Stored entries
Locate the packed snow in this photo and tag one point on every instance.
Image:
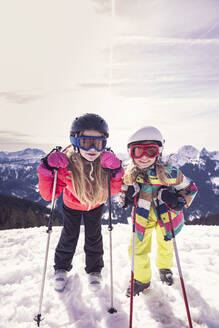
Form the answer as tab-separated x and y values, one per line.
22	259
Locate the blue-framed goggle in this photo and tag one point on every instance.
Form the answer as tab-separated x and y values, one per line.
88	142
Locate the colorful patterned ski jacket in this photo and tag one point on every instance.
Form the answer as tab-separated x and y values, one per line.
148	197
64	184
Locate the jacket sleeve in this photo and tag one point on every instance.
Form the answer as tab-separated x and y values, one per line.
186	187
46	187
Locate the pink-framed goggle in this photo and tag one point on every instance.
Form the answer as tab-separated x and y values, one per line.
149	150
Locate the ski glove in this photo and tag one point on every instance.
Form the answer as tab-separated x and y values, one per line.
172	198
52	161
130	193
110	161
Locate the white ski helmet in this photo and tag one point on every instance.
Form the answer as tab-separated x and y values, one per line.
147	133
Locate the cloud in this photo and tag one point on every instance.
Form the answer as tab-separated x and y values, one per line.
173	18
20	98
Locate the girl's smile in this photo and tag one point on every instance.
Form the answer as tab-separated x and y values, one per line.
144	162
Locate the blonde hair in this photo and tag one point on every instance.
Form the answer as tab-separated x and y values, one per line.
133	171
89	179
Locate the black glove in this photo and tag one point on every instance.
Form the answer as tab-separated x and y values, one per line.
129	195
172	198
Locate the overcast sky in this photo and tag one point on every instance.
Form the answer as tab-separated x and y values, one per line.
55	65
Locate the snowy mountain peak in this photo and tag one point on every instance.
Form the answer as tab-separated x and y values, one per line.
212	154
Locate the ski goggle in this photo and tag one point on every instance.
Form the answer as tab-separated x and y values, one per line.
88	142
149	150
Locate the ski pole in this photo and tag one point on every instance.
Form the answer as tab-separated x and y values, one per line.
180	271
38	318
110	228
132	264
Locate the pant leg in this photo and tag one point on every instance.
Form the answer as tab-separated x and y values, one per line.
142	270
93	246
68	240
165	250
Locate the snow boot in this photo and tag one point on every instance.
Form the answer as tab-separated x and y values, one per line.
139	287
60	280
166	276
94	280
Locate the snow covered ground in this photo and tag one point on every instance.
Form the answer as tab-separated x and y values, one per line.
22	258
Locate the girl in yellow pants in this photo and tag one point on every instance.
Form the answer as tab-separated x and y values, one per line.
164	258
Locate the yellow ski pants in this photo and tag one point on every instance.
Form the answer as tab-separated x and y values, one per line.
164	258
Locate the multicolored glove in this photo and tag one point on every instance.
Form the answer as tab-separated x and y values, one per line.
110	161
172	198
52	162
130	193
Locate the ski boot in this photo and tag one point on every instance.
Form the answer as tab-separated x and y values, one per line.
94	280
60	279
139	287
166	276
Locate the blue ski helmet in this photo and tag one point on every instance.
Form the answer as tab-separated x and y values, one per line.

**What to work on:**
Print the entries as they stand, first line through the line holding "Locate the pant", with every picture removed.

**Task response:**
Locate the packed snow in this photo and tag one point on every instance.
Image:
Form the answer as tab-separated x and y values, one per line.
22	259
Locate the blue-framed goggle in this photo and tag one point on every instance.
Form the answer as tab-separated x and y values, one per line.
88	142
Locate the colorful patterned ski jacket in this photo and tag one point on every instance.
Form the answer as tab-separated x and y values, one per line.
148	197
64	184
Locate the jacket sleeve in this photo and tag one point on every instance.
Form the answer as tab-separated x and y values, one per line.
186	187
46	187
Locate the pink-framed goggle in this photo and tag one point on every instance.
Form the answer as tab-separated x and y values, one per line.
149	150
Locate the ski glove in this photo and tag one point on every instance.
Form the answer as tab-separated x and y values, one per line.
172	198
52	161
130	193
110	161
Locate the white ski helmet in this photo and tag one point on every instance.
Form the answer as tab-separated x and y values, one per line.
147	133
Locate the cloud in this photo and tag one point on every instance.
Form the answer as tab-separated x and y values, one per line.
173	18
20	98
Locate the girl's smile in this photo and tag one point on every instance.
Form the answer as tab-separated x and y values, one per line.
144	162
Locate the blonde hair in this photo and tag one point on every instance.
Form the answer as tab-separated x and y values, one per line.
133	171
89	179
Locate the black glove in this photo and tag one point on every instance.
Form the answer as tab-separated x and y values, one per line.
129	195
172	198
Locate the overcast sky in this photo and tag one point on every instance.
Form the answer as tab-separated x and y values, one per line.
55	65
Locate the snowy mountain peak in this photo and tag one point on every instance.
Form the answer as tab-separated x and y values, one per line.
212	154
Locate the ski goggle in this photo and tag one point on every instance.
Form the answer as tab-separated x and y values, one per line.
88	142
149	150
Locate the ski pole in this photo and tag one point on every instance.
Form the answer as tab-separated x and y values, one per line.
180	271
38	318
110	228
132	264
Locate the pant leg in this photo and tag one point on every instance.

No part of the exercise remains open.